<家電激戦区を歩く>茨城県・水戸市(3) 市民性に合った接客とサービス 価格以外の価値の提供
水戸市の家電量販店の多くは、地元のお客様を「内向的」「芯が強い」「気品がある」と表現し、この気質を考えた接客・サービスを心がけている。また、年齢層に合わせて気軽に来店できる環境づくりにも余念がない。ロードサイド店同士の価格競争は激しいが、価格以外の価値=信頼を獲得する競争もすでに始まっている。(取材・文/佐相彰彦)
→茨城県・水戸市(1)から読む
<接客・サービス>
ケーズデンキ水戸内原店の今橋真司店長は、ケーズデンキに入社して10年以上のキャリアをもち、水戸本店をはじめとして茨城の複数店舗で業務に従事した後、約1年半前に水戸内原店を任された。茨城県日立市生まれということもあって、地元を知り尽くしている。「お客様とはウマが合う」と話す今橋店長は、人なつっこい性格を生かして地元住民と信頼関係を深めている。
今橋店長がスタッフを指導する際、必ず口にしているのは、「お客様にファンになってもらおう」ということ。水戸内原店のスタッフは、業務に慣れている40代の中堅が多い。「だからこそ初心を忘れずにお客様に接して、自分のファンになってもらうよう、口をすっぱくして言っている。これが、新たな固定客づくりにつながる」という。
コジマNEW水戸店の成瀬弘憲店長代理は、昨年11月の大規模な店舗改装のときに次長として赴任。ビックカメラと統合したことで、カメラと玩具を充実させる戦略的な改装の指揮を執った。リニューアルオープン後、他店にはない品揃えが注目を集め、来店者が増えた。「今後、駅前のビックカメラ水戸駅店と連携して、グループとして他社のお客様を振り向かせる取り組みを進める」という。
もともと中部地区の店舗でスタッフとして携わっていた成瀬店長代理がみた茨城の県民性は、「内向的だが芯が強い」ということ。スタッフへの指導では、「内側にあるお客様の本当の気持ちを引き出すように、と話している」そうだ。
ビックカメラ水戸駅店の野澤正剛店長代理は、コジマNEW水戸店で業務に従事した経験があり、郊外と駅前の両方を知り尽くした人物だ。野澤店長代理も、「コジマNEW水戸店との連携が、グループとしてのシェア向上につながる」と考えている。ビックカメラ水戸駅店のカメラを熟知したスタッフが、コジマNEW水戸店のスタッフに製品知識や売り方を指導するなど、「パートナーシップを深めている段階」だ。

• _指示 1_
下のリストを絞り込み、「covered」という語を含む行をすべて書き出してください。大文字と小文字は区別します。

• _提供データ_
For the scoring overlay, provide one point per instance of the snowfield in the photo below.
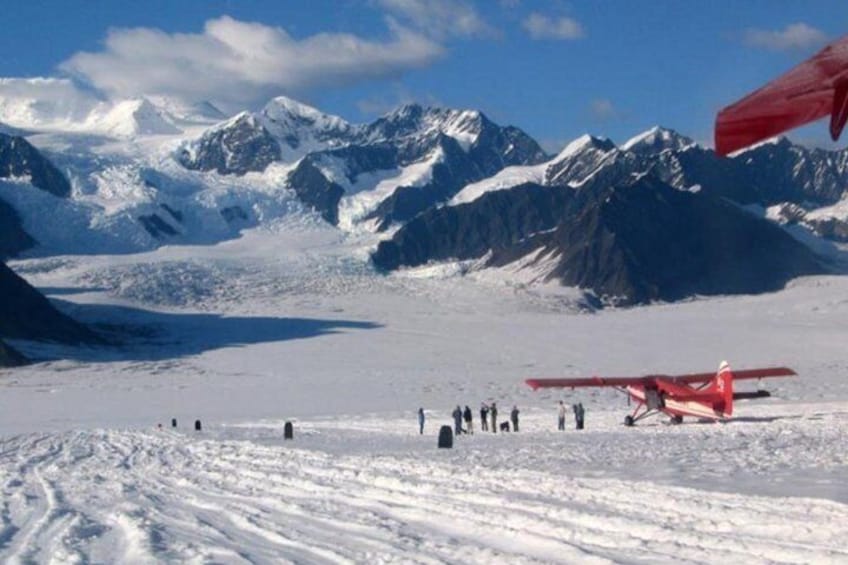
(289, 322)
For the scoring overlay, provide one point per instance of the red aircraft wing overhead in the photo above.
(651, 380)
(588, 382)
(816, 88)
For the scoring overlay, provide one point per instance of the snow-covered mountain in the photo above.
(597, 240)
(144, 172)
(334, 159)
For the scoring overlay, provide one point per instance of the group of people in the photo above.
(489, 418)
(488, 414)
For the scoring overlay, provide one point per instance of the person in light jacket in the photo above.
(469, 424)
(457, 420)
(484, 417)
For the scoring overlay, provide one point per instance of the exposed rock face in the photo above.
(10, 358)
(497, 220)
(13, 238)
(238, 146)
(315, 190)
(20, 159)
(26, 314)
(473, 148)
(629, 243)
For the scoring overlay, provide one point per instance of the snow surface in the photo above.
(289, 322)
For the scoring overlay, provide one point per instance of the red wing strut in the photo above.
(816, 88)
(650, 380)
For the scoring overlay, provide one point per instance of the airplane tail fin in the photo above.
(723, 385)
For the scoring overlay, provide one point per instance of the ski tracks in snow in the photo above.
(138, 496)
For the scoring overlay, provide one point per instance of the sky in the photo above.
(556, 69)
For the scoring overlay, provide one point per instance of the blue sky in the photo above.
(556, 69)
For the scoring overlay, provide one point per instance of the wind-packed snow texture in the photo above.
(290, 323)
(279, 316)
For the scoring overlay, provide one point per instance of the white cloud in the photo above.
(238, 63)
(543, 27)
(794, 36)
(43, 101)
(603, 109)
(441, 18)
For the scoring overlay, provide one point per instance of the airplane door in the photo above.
(653, 399)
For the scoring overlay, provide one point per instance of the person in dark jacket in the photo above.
(469, 425)
(457, 420)
(561, 417)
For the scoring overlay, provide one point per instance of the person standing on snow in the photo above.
(457, 420)
(469, 425)
(561, 417)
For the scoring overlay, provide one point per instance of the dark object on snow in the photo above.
(9, 357)
(445, 437)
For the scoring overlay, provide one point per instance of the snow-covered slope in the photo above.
(250, 333)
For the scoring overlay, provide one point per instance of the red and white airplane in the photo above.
(701, 395)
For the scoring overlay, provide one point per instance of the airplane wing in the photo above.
(816, 88)
(648, 380)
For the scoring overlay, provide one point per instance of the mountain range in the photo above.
(656, 218)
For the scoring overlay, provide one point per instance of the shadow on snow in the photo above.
(136, 334)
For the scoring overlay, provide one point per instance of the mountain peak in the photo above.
(289, 115)
(583, 143)
(656, 140)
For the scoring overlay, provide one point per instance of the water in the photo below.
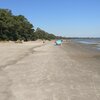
(91, 41)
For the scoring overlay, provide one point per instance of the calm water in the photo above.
(93, 42)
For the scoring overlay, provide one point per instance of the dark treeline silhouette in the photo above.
(15, 28)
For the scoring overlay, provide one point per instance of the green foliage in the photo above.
(19, 28)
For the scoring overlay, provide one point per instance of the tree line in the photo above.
(17, 27)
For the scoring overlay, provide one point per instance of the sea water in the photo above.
(90, 41)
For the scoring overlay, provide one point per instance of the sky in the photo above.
(70, 18)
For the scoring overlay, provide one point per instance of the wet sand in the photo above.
(37, 71)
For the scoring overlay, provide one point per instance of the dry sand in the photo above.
(37, 71)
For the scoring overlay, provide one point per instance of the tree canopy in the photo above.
(17, 27)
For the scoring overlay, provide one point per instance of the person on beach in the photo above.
(58, 42)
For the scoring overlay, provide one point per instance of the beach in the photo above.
(45, 71)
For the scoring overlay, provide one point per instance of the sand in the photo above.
(37, 71)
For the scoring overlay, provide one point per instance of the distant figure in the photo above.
(43, 41)
(58, 42)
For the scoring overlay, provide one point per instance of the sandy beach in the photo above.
(37, 71)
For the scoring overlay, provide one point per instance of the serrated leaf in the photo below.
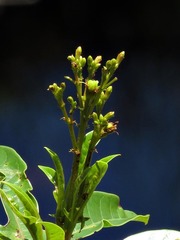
(104, 210)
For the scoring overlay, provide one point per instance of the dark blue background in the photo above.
(35, 41)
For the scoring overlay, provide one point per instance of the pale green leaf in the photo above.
(104, 210)
(20, 205)
(49, 172)
(53, 231)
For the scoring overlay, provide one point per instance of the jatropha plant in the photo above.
(80, 209)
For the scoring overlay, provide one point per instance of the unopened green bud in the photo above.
(98, 59)
(109, 115)
(78, 52)
(95, 117)
(70, 100)
(108, 92)
(120, 57)
(89, 60)
(92, 85)
(82, 61)
(71, 58)
(57, 90)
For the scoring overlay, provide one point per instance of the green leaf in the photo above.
(53, 231)
(84, 150)
(109, 158)
(103, 210)
(20, 205)
(50, 173)
(57, 176)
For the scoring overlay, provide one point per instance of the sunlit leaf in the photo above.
(20, 205)
(103, 210)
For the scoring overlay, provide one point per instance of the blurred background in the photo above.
(35, 39)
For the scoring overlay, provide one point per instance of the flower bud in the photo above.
(78, 52)
(92, 85)
(120, 57)
(109, 115)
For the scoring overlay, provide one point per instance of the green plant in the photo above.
(81, 210)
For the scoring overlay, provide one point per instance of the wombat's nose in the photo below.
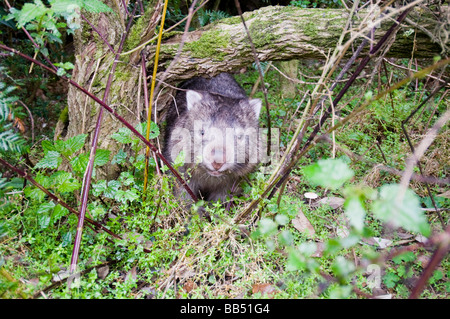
(216, 166)
(218, 158)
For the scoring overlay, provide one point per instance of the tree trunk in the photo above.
(279, 33)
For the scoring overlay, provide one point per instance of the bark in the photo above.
(279, 33)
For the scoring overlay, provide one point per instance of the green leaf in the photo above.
(44, 221)
(74, 144)
(99, 188)
(128, 195)
(281, 219)
(406, 214)
(29, 12)
(48, 146)
(119, 158)
(126, 178)
(67, 239)
(342, 267)
(65, 182)
(329, 173)
(45, 207)
(267, 226)
(94, 6)
(51, 160)
(108, 189)
(355, 211)
(79, 163)
(59, 212)
(123, 135)
(390, 280)
(65, 6)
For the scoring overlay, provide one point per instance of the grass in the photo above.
(192, 258)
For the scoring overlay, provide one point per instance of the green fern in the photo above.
(10, 141)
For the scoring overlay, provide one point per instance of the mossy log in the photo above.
(279, 33)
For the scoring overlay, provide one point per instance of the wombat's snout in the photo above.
(217, 158)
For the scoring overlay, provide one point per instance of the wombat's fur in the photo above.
(216, 126)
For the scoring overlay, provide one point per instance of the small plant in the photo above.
(361, 203)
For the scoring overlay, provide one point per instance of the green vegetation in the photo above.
(339, 229)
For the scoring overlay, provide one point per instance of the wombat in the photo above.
(215, 124)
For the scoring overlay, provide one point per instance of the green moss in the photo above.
(135, 35)
(261, 33)
(231, 20)
(210, 44)
(310, 29)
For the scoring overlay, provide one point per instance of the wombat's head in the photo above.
(223, 131)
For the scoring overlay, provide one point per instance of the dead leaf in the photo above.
(320, 247)
(265, 289)
(302, 224)
(103, 271)
(131, 275)
(19, 124)
(189, 286)
(383, 243)
(445, 195)
(333, 202)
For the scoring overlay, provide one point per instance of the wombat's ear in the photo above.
(256, 106)
(192, 98)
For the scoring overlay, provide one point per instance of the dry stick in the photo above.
(140, 46)
(361, 66)
(146, 105)
(88, 174)
(412, 149)
(417, 154)
(31, 118)
(261, 76)
(416, 177)
(110, 110)
(347, 85)
(152, 91)
(276, 182)
(191, 13)
(53, 197)
(438, 255)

• _指示 2_
本文で、今橋店長がスタッフに「お客様にファンになってもらおう」と口をすっぱくして言うのはなぜですか。1〜3文で説明してください。

• _結果 1_
For the scoring overlay, provide one point per instance of the snow-covered mountain in the photo above.
For the scoring overlay, provide one point per instance of the snow-covered slope in the photo above.

• _結果 2_
水戸内原店のスタッフは業務に慣れた40代の中堅が多いので、だからこそ初心を忘れずにお客様に接してほしいからです。自分のファンになってもらうことが、新たな固定客づくりにつながると考えています。